**AIM OF THE EXERCISE**
Give back the full listing as written. No pictures go with it.

**DATASET CONTENT**

────

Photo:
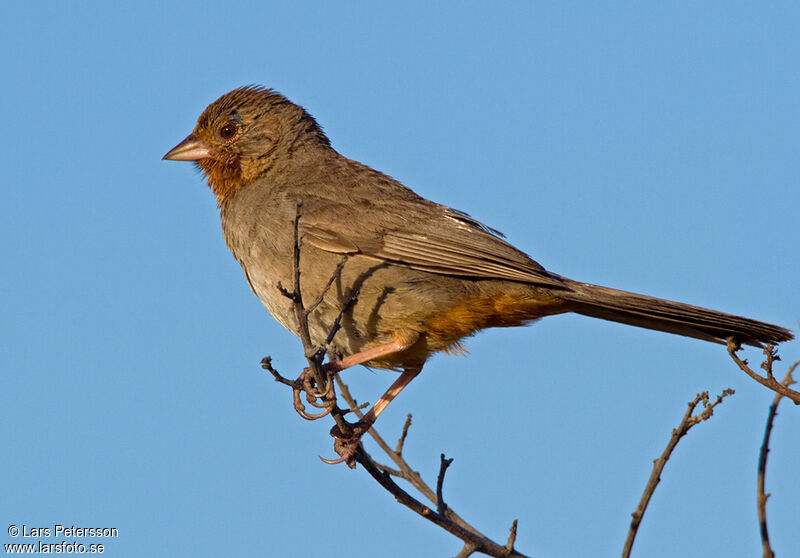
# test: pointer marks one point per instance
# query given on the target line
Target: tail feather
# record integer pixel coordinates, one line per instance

────

**SOLVED EXERCISE**
Photo:
# test: pointer marks one point per instance
# query given on the target line
Target: tail feather
# record integer pixel coordinates, one line per instance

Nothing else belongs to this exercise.